• ASSIGNED TASK:
Give again, exactly as written, each line of the material below starting at the line that contains "<point>591,282</point>" and ending at the line that contains "<point>412,354</point>". Both ends count, and no other line does.

|---|

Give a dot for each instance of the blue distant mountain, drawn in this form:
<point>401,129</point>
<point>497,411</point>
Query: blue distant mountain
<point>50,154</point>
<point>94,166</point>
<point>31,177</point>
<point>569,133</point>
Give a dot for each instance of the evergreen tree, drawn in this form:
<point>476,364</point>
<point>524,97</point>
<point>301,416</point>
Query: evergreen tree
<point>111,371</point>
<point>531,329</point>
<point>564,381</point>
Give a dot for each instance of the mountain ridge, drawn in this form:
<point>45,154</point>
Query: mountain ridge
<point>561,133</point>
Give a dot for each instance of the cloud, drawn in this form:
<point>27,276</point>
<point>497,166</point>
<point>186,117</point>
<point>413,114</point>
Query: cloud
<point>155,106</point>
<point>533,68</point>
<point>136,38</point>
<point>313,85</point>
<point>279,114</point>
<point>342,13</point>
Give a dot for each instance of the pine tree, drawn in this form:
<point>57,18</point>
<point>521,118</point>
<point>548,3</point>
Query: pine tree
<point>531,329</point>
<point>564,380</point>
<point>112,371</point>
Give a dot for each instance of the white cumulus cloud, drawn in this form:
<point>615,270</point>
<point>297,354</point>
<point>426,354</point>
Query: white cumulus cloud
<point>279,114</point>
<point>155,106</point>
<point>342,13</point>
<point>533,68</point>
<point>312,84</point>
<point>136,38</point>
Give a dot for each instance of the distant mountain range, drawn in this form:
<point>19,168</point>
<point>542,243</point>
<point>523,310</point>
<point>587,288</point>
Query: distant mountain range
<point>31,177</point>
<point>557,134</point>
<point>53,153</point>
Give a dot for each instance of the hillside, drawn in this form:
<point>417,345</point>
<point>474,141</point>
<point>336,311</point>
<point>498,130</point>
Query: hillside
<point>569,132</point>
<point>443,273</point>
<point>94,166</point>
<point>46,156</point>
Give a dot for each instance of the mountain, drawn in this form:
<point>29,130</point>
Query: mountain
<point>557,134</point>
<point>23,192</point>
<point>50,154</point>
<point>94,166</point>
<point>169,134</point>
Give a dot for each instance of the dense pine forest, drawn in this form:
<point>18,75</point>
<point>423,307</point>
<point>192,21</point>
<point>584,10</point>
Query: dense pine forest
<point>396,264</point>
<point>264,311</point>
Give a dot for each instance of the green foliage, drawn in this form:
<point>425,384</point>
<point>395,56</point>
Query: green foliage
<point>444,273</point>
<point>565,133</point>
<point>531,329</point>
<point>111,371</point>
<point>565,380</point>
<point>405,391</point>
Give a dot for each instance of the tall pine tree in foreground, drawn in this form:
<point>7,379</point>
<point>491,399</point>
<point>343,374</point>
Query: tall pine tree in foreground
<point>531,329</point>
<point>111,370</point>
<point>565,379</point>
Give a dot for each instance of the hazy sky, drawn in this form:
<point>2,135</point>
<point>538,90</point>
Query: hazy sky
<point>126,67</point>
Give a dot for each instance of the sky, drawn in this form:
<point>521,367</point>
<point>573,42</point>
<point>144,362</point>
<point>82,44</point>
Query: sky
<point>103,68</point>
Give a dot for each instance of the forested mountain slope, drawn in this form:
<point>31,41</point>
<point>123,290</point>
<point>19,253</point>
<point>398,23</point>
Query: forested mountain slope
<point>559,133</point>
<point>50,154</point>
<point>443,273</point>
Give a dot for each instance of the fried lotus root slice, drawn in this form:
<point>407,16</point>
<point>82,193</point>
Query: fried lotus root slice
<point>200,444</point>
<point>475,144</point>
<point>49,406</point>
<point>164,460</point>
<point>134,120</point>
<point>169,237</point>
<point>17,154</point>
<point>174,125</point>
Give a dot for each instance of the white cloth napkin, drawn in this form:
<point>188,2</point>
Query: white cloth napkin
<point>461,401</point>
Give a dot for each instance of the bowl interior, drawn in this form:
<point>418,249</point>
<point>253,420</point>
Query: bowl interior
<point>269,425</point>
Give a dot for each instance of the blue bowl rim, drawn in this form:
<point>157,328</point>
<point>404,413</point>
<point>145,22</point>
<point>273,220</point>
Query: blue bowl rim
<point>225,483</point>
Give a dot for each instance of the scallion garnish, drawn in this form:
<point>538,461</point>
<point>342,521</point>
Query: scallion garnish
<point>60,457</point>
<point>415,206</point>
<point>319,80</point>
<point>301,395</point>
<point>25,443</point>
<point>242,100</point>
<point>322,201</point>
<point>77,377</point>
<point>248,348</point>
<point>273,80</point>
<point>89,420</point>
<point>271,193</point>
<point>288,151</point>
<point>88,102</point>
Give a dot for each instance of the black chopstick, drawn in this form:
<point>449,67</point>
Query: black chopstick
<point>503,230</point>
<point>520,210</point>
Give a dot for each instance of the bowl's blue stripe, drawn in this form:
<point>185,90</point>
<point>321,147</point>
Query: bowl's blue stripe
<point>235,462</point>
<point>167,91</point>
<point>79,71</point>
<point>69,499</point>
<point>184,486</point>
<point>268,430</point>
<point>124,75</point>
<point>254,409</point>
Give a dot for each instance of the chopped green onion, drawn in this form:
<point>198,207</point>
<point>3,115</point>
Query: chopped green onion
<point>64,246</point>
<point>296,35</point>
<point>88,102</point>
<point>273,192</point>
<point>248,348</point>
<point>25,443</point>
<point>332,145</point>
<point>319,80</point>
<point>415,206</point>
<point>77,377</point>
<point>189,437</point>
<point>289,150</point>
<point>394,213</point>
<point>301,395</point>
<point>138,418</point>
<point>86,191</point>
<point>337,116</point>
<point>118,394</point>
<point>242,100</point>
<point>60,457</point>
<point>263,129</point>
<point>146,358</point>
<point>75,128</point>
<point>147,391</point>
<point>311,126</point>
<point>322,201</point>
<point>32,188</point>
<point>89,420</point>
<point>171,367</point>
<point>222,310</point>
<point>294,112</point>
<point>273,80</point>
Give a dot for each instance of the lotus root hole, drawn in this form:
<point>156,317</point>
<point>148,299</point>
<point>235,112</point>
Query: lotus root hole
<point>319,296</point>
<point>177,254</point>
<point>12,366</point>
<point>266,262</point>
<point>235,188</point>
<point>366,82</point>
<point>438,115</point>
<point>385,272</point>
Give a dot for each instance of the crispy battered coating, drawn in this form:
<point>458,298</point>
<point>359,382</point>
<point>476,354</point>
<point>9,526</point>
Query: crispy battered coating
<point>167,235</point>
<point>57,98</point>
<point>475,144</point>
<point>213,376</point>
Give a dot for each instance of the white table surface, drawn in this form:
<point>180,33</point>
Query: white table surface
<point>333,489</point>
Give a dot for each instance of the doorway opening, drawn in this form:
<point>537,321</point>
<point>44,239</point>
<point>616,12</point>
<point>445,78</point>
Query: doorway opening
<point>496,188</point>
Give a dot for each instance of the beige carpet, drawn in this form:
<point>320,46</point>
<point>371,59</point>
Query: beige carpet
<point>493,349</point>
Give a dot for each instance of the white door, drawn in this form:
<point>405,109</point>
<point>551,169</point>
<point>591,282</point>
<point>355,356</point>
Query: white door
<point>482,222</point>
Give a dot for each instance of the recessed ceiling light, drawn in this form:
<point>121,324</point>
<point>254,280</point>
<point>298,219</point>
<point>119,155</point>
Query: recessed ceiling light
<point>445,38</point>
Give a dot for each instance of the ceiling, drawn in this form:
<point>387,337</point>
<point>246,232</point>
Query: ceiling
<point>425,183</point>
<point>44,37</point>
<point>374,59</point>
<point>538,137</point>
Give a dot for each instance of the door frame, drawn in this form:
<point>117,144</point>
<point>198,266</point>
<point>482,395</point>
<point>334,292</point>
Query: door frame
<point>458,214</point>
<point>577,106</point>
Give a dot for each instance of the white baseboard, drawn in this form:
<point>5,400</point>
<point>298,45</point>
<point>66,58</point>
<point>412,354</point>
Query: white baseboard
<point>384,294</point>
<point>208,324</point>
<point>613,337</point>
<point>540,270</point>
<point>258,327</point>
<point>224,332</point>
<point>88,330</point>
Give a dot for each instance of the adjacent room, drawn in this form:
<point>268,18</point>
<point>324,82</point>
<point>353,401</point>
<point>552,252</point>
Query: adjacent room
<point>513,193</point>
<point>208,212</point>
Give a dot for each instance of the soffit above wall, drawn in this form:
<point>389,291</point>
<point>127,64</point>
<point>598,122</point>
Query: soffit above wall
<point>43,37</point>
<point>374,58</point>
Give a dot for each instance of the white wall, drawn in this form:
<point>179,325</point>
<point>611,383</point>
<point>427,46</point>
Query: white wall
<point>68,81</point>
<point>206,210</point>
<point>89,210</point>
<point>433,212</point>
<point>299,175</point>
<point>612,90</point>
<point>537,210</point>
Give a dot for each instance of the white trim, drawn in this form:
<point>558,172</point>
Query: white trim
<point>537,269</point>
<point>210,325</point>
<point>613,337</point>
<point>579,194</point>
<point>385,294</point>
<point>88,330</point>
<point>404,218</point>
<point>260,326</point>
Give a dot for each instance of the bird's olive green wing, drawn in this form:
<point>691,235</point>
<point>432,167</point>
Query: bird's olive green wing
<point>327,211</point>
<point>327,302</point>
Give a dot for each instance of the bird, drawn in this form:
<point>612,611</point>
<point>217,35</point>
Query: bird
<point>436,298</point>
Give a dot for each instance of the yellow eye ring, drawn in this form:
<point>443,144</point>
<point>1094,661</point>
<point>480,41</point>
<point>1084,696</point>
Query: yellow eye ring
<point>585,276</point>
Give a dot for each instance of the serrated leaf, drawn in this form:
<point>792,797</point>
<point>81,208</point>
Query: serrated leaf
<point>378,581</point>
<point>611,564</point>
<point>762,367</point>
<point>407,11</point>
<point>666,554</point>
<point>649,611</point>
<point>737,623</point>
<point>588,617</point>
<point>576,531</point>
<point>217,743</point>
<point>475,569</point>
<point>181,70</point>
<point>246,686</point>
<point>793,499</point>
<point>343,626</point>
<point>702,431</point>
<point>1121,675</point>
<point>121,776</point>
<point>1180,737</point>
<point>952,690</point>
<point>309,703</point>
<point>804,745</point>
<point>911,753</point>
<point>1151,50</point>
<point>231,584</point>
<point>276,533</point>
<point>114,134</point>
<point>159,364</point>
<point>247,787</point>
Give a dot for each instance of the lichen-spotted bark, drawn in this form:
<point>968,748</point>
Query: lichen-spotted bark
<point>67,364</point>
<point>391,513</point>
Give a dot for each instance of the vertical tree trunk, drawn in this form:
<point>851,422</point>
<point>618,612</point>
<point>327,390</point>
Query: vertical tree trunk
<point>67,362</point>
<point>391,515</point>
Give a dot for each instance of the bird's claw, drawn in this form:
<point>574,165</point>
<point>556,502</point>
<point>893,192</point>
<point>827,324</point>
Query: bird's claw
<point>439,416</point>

|---|

• RESULT:
<point>591,282</point>
<point>355,356</point>
Query: white door
<point>482,222</point>
Give a dot for each instance of the recessed ceiling light, drawn in this form:
<point>121,324</point>
<point>254,280</point>
<point>298,219</point>
<point>119,155</point>
Query: recessed ceiling light
<point>445,38</point>
Give a dot for each instance of the ceiling, drawn in this form:
<point>387,337</point>
<point>246,232</point>
Query: ceiling
<point>425,183</point>
<point>44,37</point>
<point>374,59</point>
<point>538,137</point>
Give a dot for each instance of the door frame, drawn in this form:
<point>117,144</point>
<point>198,266</point>
<point>482,395</point>
<point>334,292</point>
Query: door frame
<point>458,214</point>
<point>577,106</point>
Give a dot for each instance of the white baseboard, drawn in this form:
<point>5,400</point>
<point>298,45</point>
<point>66,58</point>
<point>412,354</point>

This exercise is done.